| Required actions |
1. List the usernames of everyone who posts in the Mid and North Wales campsites thread.
2. In the Mid and North Wales campsites thread, where is Rapide561 staying next week?
3. Carry on the Mid and North Wales campsites thread from the point where it stops.

Start Provided text

# Can we have some help with Mid /North Wales campsites please



## tony50 (Oct 16, 2007)

We heading to the Show at Chester , before that we would like to stay in Mid and North Wales,and wonder if members could recommend sites ,plus any that have cycle paths where we don't have to use roads , 

Thanks
Tony A


----------



## Rapide561 (Oct 1, 2005)

*Site*

Next week, we are staying at Bron Y Wendon on the coast, near Conwy. Never been before, so will let you know!

Russell


----------



## steco1958 (Mar 5, 2009)

Are you self sufficient??

if so there is a lovely site at the "Red Kite" centre, Gigrin Farm.

http://www.gigrin.co.uk/

Lots of great walks and cycling arournd the Elan Valley.

Steve


----------



## pippin (Nov 15, 2007)

There is a cracking little site in Caernarfon with easy access to the town centre and cycle paths.

Can't remember the name but it is near the fire station and right opposite the court house.

Ah, this is the one:

http://www.cwmcadnantvalley.co.uk/

Terraced pitches on a steep-ish drop to a lovely river. Shady trees.


----------



## Tintent115 (Dec 20, 2012)

End Provided text
Start Records shown

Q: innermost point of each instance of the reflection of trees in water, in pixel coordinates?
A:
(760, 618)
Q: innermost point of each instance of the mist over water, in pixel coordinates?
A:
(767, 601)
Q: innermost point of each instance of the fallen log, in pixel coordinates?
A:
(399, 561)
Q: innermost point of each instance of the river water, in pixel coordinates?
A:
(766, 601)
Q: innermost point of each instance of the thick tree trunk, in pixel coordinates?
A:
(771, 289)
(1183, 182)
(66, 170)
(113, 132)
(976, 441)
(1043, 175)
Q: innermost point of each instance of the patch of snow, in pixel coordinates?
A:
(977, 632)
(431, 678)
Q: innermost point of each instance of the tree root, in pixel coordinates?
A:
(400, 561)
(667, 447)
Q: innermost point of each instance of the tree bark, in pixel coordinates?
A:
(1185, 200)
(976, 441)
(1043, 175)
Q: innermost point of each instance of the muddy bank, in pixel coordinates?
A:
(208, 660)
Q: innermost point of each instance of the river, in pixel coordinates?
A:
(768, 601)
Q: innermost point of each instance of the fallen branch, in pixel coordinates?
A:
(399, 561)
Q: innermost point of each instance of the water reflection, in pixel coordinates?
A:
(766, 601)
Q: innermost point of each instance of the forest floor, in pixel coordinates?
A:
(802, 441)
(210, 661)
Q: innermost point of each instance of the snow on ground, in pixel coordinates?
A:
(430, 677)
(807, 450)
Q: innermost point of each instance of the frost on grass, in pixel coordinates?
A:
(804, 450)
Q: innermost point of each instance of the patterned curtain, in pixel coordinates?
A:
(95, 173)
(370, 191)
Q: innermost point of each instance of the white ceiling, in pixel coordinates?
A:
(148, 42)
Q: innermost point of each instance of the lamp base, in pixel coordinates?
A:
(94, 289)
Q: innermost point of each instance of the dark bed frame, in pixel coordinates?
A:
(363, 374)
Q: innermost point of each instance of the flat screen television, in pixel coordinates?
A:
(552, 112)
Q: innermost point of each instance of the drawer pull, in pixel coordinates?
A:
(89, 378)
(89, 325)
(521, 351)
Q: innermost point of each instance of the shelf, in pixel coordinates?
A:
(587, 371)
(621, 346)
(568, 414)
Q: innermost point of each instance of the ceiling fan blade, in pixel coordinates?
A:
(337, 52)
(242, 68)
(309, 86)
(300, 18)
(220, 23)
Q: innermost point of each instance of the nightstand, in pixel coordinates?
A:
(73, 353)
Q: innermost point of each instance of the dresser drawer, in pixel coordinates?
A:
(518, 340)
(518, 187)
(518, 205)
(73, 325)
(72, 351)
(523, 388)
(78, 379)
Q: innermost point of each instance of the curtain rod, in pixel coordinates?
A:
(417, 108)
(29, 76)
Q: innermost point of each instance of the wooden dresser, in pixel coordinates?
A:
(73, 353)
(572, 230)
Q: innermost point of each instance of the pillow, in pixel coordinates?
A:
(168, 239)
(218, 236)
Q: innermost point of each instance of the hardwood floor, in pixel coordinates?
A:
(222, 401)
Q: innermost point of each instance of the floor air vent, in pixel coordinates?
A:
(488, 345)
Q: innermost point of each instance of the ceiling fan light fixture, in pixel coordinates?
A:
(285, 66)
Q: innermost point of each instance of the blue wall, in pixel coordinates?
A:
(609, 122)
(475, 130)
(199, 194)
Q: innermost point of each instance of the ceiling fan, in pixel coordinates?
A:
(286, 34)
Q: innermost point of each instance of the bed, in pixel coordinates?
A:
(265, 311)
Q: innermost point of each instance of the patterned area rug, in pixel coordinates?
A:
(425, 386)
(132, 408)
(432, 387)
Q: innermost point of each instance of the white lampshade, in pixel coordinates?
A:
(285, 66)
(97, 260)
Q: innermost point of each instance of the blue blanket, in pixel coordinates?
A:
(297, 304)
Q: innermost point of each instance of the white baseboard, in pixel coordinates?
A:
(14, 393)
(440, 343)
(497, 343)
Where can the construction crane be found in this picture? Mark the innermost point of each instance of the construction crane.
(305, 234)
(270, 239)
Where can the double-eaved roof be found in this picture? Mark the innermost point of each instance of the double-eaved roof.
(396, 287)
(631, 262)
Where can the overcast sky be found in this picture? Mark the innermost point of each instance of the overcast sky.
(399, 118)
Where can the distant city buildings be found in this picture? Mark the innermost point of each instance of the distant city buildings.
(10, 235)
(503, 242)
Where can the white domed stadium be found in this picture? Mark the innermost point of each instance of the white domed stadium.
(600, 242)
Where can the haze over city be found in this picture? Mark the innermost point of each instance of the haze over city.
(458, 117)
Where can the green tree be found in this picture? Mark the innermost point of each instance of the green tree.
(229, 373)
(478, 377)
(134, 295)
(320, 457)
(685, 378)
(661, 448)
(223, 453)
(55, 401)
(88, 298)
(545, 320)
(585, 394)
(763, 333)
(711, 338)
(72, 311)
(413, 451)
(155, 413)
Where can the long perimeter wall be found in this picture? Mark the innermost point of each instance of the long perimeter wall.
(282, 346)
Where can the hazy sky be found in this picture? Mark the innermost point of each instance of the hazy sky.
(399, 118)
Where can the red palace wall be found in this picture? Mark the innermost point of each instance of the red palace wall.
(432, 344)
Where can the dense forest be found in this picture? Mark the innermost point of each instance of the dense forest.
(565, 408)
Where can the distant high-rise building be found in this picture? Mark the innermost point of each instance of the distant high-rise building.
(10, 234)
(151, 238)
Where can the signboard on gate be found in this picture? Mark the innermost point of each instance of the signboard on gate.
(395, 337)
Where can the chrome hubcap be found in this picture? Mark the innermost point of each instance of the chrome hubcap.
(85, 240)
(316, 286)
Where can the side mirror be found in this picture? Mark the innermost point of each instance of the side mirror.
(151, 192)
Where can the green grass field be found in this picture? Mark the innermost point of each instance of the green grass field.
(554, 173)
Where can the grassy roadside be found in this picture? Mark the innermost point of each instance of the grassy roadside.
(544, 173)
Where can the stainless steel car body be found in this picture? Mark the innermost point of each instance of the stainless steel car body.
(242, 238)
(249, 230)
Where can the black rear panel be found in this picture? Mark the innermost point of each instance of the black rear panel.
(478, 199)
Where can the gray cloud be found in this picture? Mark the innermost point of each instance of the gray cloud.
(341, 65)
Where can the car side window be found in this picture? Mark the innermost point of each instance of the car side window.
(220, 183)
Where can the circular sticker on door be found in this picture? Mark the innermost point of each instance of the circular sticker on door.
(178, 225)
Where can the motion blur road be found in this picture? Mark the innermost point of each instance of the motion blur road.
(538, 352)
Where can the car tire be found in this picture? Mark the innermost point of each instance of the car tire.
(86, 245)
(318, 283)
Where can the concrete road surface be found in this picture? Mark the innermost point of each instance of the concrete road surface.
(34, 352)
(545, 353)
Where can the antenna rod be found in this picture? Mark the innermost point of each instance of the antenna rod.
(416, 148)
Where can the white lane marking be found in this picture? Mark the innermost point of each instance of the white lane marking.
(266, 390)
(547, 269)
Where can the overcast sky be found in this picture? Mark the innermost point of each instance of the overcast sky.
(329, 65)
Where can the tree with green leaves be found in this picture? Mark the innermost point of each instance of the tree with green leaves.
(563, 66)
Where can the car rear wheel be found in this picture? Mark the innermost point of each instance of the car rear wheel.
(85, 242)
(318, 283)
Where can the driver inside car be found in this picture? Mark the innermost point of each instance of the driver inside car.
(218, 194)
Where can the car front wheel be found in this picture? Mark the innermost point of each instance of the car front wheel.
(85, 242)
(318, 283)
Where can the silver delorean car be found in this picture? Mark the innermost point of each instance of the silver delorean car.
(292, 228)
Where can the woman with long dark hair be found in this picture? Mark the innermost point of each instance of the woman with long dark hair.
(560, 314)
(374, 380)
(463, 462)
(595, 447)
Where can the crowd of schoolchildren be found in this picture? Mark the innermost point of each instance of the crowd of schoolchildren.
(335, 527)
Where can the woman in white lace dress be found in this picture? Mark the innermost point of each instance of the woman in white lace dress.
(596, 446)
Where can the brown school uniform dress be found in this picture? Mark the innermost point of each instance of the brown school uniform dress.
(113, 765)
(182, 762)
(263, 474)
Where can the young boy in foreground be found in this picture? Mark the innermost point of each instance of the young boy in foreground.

End Records shown

| Task-by-task outputs |
1. tony50, Rapide561, steco1958, pippin, Tintent115

2. Bron Y Wendon, on the coast near Conwy.

3.
The Lady Margarets CC site at Chirk is up to their usual standard and you can cycle all the way along the towpath to Llangollen from the site. There are two famous aqueducts, one in either direction! The route to Llan is a Unesco World Heritage site if I remember correctly. There is a supermarket in Chirk you can walk or cycle to, and Chirk Castle is open I think. I can recommend the site & area.....!!

You are then only about a 25 minute run along the A483 dual carriageway into Chester.......


----------



## Glandwr (Jun 12, 2006)

Tintent115 said:


> The Lady Margarets CC site at Chirk is up to their usual standard and you can cycle all the way along the towpath to Llangollen from the site. There are two famous aqueducts, one in either direction! The route to Llan is a Unesco World Heritage site if I remember correctly. There is a supermarket in Chirk you can walk or cycle to, and Chirk Castle is open I think. I can recommend the site & area.....!!
> 
> You are then only about a 25 minute run along the A483 dual carriageway into Chester.......


Second that and it's only a very short cycle to Chirk Castle (NT) as well

Dick


----------



## tony50 (Oct 16, 2007)

*Re: Site*



Rapide561 said:


> Next week, we are staying at Bron Y Wendon on the coast, near Conwy. Never been before, so will let you know!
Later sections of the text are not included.